AIM
Reproduce the material from the line with "Every instance of the white lower cabinet gets" up to and including the line with "[[[289,183],[289,125],[272,124],[271,178]]]", renaming "white lower cabinet" to "base cabinet" and leaving everything else unchanged.

Collection entries
★ ★ ★
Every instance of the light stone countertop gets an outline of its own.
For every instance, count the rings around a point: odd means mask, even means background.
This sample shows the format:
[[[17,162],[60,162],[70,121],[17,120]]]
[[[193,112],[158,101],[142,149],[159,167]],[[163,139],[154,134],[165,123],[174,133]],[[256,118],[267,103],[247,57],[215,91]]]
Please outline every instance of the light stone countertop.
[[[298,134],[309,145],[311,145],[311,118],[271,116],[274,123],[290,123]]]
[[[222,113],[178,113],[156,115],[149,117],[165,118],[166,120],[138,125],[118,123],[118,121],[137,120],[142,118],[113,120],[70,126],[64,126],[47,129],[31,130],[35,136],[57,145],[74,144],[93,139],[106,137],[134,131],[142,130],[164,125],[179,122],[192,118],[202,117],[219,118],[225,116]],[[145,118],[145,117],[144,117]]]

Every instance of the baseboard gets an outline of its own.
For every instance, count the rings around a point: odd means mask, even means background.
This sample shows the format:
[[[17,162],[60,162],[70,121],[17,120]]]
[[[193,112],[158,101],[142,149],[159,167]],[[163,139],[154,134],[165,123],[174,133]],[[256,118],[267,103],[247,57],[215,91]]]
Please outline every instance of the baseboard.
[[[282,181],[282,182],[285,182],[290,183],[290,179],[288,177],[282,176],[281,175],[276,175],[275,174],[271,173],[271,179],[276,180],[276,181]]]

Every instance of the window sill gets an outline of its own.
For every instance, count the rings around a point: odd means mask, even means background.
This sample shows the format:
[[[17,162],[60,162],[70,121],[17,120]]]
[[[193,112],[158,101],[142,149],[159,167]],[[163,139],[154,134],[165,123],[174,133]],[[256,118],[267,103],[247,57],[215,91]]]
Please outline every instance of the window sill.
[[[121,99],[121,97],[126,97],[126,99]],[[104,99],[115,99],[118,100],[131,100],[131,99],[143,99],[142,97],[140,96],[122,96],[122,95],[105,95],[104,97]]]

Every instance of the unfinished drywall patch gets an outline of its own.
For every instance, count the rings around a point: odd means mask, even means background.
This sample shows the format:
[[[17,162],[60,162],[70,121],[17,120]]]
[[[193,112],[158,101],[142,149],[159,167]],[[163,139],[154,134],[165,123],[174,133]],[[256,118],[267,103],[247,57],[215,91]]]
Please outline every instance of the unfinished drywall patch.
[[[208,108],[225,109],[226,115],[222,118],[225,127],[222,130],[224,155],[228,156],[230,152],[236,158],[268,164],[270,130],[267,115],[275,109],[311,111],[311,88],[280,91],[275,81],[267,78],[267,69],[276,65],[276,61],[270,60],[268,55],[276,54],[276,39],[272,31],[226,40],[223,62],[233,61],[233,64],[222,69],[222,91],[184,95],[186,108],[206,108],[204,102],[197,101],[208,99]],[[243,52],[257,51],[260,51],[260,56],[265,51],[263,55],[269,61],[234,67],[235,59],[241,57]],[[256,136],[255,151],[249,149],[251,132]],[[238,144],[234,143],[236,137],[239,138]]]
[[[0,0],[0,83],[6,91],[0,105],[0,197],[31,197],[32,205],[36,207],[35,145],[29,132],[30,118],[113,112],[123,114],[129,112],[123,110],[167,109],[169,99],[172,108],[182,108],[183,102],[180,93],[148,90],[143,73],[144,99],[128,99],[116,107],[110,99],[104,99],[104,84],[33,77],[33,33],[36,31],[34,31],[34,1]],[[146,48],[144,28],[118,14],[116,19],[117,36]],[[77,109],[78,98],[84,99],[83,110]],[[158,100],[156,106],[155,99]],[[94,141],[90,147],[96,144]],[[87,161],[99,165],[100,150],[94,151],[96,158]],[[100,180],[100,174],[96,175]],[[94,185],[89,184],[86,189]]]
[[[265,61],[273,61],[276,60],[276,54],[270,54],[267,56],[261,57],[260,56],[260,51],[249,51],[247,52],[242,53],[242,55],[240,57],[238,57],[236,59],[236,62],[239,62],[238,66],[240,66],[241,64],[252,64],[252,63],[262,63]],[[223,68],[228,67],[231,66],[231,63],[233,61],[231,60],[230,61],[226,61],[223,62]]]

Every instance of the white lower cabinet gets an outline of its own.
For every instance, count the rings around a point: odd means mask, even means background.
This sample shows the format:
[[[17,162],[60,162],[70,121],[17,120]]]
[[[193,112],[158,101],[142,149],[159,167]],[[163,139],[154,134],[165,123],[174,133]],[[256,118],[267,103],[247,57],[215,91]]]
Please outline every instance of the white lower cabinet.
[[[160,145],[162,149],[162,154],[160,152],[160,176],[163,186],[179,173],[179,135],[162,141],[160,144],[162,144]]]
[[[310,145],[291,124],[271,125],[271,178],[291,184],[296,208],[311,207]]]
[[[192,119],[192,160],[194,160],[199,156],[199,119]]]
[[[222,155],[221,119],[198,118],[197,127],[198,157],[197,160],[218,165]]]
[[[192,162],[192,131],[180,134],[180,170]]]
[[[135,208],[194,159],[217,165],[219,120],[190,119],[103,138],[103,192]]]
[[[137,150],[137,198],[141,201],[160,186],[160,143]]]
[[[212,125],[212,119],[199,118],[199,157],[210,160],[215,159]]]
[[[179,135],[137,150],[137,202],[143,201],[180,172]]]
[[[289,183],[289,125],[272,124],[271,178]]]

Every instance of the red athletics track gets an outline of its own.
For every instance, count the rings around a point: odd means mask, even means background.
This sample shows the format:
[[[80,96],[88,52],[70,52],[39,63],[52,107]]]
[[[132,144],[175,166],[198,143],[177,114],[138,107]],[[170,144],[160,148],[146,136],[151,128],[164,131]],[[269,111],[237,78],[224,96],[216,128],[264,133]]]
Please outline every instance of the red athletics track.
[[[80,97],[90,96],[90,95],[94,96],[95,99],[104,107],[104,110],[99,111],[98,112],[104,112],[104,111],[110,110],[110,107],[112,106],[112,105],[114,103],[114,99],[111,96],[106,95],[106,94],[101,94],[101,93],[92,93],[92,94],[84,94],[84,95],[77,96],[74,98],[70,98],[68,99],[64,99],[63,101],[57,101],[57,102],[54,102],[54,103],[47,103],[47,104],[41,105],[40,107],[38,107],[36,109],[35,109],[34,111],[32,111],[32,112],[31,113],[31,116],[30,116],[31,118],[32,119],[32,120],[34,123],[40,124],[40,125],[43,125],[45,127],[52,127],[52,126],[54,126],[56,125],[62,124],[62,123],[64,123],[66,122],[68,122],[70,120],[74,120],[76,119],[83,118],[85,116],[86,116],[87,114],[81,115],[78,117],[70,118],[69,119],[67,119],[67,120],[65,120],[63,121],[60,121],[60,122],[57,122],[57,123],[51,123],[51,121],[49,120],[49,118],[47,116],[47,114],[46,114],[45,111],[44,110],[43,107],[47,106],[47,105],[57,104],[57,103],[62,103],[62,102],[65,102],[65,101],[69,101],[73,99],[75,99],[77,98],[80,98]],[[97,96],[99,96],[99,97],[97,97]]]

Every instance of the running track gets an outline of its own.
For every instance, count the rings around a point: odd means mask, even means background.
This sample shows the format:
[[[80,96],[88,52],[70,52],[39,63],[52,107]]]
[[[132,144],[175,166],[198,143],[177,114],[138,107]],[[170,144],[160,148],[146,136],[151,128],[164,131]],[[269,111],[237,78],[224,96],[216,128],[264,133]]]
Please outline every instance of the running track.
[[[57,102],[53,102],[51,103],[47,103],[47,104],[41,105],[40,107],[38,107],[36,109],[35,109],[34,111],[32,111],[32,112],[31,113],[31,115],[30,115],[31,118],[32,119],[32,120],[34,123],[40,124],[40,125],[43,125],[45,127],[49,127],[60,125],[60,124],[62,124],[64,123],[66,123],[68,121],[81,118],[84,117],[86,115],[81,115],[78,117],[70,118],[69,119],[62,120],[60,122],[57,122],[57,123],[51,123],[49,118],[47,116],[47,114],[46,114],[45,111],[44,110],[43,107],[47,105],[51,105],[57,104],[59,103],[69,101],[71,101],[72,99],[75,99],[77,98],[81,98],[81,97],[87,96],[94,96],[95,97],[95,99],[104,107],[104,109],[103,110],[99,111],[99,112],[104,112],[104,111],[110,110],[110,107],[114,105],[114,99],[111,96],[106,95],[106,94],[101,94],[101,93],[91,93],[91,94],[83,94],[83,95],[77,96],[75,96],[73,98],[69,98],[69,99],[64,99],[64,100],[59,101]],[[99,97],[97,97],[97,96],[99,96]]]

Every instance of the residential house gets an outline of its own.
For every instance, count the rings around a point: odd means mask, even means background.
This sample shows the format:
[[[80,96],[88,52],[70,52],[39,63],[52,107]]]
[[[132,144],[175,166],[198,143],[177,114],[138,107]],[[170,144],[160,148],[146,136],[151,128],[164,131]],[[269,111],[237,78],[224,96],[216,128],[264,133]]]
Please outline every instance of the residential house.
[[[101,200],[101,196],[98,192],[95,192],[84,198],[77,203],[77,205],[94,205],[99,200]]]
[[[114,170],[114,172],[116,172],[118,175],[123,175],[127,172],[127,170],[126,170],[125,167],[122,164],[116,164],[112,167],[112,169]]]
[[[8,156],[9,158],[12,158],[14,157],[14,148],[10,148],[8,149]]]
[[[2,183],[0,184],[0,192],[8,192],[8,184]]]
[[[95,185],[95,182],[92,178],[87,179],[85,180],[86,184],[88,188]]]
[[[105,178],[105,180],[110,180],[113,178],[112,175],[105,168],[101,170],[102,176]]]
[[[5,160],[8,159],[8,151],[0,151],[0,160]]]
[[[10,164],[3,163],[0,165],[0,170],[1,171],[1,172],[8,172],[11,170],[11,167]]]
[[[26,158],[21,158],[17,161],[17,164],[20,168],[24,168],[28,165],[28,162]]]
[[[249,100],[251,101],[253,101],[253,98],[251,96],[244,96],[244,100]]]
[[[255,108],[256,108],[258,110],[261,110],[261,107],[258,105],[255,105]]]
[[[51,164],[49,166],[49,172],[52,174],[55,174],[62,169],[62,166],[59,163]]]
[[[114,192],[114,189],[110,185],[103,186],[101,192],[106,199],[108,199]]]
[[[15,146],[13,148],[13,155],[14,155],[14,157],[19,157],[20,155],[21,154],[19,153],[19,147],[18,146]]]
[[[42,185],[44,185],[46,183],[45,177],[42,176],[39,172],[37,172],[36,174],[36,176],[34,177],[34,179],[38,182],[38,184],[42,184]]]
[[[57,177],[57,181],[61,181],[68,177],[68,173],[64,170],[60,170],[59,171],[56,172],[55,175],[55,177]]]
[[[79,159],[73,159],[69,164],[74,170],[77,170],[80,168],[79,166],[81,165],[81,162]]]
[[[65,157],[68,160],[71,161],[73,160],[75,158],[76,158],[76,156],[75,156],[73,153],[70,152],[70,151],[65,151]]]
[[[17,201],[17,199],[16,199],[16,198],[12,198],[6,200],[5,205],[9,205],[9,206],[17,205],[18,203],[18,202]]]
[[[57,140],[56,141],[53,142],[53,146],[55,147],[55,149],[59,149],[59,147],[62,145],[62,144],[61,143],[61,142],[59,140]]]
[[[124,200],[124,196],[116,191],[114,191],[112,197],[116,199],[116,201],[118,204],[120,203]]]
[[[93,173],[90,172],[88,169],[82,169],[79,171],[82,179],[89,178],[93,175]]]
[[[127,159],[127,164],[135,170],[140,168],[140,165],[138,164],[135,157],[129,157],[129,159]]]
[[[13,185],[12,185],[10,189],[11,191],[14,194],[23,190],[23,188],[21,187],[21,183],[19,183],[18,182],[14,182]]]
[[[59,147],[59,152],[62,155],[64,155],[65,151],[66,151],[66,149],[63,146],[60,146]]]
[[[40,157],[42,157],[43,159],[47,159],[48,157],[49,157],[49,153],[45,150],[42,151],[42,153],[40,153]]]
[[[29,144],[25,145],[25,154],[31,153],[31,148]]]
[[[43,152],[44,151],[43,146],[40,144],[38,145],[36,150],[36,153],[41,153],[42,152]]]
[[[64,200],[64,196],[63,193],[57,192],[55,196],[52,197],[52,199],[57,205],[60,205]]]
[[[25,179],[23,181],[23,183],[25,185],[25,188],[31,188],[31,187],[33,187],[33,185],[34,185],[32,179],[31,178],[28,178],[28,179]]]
★ ★ ★
TASK SOLUTION
Every instance of the base cabinet gets an outline of its own.
For every instance, count the rings around a point: odd means mask, even means background.
This sample shows the format:
[[[17,162],[60,162],[70,121],[17,120]]]
[[[193,112],[158,101],[142,149],[159,167]],[[163,139],[154,134],[165,123],[174,133]],[[256,118],[267,103],[247,57],[215,91]]]
Please outline every instance of the base cabinet.
[[[160,145],[162,149],[162,154],[160,152],[160,176],[163,186],[179,173],[179,135],[162,141],[160,144],[162,144]]]
[[[310,145],[291,124],[271,125],[271,178],[291,184],[296,208],[311,207]]]
[[[192,119],[192,160],[194,160],[199,156],[199,119]]]
[[[222,155],[221,119],[198,118],[197,127],[198,157],[197,160],[218,165]]]
[[[192,162],[192,131],[180,134],[180,170]]]
[[[135,208],[194,159],[217,165],[219,120],[190,119],[103,138],[103,192]]]
[[[137,150],[137,198],[141,201],[160,186],[160,143]]]
[[[212,125],[212,119],[199,118],[199,157],[210,160],[215,159]]]
[[[179,135],[137,150],[137,202],[143,201],[180,172]]]
[[[289,183],[289,125],[272,124],[271,178]]]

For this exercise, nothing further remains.